## [MATERIAL PROVIDED]
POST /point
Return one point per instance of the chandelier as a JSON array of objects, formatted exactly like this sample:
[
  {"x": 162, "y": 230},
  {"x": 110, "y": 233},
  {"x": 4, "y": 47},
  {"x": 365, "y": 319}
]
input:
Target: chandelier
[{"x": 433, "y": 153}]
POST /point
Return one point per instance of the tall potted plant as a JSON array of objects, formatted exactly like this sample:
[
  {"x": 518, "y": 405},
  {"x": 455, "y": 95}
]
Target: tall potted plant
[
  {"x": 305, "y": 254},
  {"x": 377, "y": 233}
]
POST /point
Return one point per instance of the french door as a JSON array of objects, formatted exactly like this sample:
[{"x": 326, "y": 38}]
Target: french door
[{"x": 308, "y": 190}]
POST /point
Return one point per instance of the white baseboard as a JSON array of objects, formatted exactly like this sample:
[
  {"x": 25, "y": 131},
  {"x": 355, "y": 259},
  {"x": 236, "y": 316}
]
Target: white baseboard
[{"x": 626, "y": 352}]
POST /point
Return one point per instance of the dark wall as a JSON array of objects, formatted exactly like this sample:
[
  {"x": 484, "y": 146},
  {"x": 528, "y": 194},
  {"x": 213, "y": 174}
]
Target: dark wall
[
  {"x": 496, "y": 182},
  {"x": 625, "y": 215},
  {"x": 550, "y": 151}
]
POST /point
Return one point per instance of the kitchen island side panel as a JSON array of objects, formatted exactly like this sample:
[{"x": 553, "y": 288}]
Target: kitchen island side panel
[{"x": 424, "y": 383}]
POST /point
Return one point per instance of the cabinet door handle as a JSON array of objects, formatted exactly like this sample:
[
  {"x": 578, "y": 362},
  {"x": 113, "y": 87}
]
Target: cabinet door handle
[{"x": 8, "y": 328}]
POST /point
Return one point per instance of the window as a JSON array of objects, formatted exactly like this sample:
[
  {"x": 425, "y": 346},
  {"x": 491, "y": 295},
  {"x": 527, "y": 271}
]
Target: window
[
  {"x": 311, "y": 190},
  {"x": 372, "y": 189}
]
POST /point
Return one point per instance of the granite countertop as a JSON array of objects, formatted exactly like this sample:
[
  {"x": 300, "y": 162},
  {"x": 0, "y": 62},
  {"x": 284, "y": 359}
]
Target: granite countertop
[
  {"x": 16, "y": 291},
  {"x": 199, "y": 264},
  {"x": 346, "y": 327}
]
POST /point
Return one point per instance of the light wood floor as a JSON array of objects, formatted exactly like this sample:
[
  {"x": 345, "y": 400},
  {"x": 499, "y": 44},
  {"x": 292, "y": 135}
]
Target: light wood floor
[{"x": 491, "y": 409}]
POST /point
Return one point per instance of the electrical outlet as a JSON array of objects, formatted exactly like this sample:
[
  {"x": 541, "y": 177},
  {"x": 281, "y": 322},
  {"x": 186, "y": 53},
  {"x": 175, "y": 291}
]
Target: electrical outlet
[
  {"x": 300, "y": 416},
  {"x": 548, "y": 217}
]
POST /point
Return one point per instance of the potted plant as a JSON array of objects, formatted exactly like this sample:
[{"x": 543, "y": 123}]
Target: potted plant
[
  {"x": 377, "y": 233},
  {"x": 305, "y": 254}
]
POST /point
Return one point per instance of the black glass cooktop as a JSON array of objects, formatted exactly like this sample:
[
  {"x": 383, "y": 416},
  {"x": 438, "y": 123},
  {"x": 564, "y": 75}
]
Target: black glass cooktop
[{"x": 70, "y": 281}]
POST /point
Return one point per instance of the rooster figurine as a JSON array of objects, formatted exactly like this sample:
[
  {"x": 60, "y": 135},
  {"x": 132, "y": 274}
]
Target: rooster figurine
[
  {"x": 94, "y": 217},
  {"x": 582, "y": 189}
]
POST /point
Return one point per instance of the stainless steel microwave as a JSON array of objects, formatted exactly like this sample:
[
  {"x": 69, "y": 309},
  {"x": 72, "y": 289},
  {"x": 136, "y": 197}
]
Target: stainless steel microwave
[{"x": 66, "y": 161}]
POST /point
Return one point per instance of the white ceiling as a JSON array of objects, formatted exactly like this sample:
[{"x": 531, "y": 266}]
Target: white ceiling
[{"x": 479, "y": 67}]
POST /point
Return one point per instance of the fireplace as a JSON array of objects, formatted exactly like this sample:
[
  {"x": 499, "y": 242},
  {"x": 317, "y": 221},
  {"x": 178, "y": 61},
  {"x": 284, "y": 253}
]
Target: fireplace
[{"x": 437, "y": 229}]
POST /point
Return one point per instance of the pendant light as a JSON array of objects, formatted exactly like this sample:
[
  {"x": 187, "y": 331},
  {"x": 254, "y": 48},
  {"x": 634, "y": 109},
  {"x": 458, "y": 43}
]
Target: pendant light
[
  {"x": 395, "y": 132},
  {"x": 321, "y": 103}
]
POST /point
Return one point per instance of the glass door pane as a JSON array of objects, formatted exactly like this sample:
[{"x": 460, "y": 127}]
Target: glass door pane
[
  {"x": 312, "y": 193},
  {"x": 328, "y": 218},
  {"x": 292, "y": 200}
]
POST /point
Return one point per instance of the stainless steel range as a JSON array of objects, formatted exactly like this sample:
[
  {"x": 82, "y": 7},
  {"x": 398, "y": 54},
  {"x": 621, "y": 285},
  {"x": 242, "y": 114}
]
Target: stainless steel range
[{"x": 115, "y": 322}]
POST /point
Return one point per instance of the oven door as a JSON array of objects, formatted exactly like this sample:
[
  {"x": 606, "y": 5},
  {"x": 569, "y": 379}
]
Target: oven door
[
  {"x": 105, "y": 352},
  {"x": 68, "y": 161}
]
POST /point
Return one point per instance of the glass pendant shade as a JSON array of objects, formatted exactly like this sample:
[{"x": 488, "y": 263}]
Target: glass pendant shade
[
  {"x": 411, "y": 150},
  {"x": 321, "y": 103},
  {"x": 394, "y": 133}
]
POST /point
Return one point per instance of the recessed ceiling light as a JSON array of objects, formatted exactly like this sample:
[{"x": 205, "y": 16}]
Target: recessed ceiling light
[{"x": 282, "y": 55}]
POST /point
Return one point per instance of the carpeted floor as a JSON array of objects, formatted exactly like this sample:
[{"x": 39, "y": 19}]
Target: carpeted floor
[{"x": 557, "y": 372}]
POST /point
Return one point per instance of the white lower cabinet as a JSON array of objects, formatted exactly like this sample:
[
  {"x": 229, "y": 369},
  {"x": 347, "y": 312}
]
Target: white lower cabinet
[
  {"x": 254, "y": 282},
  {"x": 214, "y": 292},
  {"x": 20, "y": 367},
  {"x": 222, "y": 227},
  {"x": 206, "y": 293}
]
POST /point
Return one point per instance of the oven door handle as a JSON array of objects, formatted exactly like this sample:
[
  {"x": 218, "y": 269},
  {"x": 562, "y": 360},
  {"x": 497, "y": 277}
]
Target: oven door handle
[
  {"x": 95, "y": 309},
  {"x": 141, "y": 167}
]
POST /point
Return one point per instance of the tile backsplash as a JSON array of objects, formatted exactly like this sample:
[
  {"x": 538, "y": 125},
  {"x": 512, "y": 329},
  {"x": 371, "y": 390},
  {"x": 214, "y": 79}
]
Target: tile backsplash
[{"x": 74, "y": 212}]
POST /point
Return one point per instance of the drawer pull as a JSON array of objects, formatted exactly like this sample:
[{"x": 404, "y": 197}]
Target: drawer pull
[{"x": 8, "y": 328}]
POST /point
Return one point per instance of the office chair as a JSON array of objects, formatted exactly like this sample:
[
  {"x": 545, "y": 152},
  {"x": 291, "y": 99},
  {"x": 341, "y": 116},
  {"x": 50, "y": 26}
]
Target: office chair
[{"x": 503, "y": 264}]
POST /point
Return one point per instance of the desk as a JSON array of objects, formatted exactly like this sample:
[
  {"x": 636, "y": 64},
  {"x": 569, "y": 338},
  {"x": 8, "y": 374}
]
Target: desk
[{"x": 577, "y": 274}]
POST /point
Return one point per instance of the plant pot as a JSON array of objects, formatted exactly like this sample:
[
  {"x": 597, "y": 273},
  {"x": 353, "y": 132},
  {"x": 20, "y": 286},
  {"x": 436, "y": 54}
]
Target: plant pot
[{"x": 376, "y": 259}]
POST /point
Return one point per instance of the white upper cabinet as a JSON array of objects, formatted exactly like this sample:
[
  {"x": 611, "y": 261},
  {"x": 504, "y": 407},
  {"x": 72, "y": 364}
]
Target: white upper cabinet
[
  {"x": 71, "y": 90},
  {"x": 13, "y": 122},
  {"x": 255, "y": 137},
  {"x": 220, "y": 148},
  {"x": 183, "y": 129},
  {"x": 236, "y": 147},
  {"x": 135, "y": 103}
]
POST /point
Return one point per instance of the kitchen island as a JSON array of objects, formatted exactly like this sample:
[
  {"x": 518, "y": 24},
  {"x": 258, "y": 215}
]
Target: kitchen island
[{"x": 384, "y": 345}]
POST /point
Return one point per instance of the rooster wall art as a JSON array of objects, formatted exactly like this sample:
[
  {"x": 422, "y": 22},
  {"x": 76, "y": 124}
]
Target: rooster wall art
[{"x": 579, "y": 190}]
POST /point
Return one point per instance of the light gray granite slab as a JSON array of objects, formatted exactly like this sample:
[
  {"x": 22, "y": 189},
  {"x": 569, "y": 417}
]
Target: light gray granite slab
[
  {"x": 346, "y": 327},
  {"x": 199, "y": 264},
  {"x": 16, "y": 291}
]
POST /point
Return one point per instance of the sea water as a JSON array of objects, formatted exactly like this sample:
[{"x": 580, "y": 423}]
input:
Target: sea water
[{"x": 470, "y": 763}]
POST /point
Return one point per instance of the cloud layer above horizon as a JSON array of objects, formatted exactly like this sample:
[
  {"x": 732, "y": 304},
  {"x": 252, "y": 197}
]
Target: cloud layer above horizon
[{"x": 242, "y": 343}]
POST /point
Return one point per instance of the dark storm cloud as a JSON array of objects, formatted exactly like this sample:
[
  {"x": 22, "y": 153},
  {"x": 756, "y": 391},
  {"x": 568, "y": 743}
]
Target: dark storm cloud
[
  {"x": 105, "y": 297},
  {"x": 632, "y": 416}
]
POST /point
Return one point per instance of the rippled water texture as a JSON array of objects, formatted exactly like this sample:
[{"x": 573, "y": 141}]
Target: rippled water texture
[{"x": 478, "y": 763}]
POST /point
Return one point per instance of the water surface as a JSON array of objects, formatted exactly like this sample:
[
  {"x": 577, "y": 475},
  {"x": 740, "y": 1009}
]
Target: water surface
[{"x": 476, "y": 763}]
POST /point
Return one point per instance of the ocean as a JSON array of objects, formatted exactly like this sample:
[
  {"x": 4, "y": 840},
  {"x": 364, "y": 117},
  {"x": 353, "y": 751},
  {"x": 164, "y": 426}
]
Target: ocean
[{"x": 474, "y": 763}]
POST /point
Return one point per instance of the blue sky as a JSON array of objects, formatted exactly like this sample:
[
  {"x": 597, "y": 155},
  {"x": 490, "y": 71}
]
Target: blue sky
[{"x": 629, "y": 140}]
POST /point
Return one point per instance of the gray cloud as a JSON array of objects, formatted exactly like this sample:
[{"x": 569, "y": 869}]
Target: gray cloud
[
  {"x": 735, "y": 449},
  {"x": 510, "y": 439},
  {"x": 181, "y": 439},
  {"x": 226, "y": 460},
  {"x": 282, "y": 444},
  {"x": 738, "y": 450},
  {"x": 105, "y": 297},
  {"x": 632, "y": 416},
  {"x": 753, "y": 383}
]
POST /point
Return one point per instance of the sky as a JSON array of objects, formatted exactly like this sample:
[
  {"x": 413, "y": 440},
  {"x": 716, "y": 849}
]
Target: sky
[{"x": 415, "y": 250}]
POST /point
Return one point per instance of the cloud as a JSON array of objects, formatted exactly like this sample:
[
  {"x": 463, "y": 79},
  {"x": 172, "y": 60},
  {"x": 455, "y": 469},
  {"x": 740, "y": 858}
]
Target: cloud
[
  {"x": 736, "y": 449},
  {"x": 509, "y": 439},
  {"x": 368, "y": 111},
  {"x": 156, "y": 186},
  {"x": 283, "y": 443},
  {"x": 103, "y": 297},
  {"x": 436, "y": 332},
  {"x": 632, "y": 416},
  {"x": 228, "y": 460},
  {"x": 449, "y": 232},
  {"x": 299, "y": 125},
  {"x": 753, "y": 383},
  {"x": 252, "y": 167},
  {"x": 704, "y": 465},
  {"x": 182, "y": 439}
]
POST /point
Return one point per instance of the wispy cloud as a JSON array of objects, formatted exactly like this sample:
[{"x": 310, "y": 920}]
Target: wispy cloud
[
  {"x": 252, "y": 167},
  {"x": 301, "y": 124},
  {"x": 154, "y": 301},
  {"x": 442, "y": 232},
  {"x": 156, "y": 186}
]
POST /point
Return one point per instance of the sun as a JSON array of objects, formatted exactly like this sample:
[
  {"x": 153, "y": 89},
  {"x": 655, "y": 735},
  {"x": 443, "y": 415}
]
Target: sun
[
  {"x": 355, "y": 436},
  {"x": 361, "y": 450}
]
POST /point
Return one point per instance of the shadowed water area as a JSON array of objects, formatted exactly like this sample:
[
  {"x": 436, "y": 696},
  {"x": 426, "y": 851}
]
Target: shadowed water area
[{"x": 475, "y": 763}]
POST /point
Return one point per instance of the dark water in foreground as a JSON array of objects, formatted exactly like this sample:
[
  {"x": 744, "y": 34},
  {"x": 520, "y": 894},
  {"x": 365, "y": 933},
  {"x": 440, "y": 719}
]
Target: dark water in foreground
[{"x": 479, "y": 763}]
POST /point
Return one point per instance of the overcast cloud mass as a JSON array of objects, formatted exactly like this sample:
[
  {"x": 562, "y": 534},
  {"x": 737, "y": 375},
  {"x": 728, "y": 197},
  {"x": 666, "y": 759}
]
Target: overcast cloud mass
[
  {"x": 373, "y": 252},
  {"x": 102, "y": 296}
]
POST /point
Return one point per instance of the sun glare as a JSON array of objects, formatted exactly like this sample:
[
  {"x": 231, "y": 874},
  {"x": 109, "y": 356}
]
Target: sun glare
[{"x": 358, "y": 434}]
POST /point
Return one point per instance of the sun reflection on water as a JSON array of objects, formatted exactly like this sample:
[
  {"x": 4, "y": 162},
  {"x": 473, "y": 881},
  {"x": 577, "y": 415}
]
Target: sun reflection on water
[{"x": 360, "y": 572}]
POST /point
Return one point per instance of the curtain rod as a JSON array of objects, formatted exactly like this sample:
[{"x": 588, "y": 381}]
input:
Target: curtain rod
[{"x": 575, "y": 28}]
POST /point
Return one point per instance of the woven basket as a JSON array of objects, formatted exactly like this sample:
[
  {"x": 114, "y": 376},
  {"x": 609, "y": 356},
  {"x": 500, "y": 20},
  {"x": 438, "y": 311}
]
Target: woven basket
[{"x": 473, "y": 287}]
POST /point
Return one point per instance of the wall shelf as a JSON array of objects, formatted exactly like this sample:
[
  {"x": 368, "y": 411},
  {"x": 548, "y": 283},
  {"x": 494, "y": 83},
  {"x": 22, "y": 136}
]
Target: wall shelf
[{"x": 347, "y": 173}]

## [PROBLEM DESCRIPTION]
Gather each line in the items above that contains the word "chair". Case counts.

## [ANSWER FOR THIS EXERCISE]
Return one point per instance of the office chair as a JSON array of objects, formatted exactly like this sample:
Target: office chair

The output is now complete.